### GIVEN INSTRUCTION
Copy every line below that contains the string "input", and leave out all the others.

### EXERCISE MATERIALS

==============================

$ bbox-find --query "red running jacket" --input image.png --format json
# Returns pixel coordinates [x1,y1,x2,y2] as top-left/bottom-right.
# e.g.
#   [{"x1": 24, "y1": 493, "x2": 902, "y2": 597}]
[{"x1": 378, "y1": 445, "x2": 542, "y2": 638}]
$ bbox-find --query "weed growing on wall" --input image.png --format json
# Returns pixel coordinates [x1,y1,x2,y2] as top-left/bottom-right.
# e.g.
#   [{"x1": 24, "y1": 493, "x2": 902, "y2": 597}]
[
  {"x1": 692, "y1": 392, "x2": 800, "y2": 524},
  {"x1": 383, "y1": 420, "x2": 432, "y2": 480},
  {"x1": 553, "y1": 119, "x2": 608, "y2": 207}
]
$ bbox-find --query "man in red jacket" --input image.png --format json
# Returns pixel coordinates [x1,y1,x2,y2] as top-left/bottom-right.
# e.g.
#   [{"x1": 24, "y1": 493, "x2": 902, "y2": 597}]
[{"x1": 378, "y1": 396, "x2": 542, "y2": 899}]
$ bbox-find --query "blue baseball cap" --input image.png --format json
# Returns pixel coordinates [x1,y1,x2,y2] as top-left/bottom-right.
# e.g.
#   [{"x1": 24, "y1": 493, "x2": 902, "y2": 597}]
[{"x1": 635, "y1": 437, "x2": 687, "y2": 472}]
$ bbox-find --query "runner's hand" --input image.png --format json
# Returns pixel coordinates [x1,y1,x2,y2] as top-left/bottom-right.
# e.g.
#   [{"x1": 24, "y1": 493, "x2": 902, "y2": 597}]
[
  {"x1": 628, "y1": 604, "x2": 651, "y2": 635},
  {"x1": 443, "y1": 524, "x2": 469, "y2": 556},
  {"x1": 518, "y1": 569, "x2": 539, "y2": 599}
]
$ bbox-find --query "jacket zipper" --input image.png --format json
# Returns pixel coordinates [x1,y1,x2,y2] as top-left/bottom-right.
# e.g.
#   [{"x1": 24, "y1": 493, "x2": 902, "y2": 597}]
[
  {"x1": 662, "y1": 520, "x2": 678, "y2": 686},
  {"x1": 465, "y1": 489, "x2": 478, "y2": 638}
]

==============================

### EXERCISE RESPONSE
$ bbox-find --query "red running jacket" --input image.png --format json
$ bbox-find --query "weed growing on wall" --input image.png --format json
$ bbox-find --query "man in red jacket" --input image.png --format json
$ bbox-find --query "blue baseball cap" --input image.png --format json
$ bbox-find --query "runner's hand" --input image.png --format json
$ bbox-find --query "jacket zipper" --input image.png --format json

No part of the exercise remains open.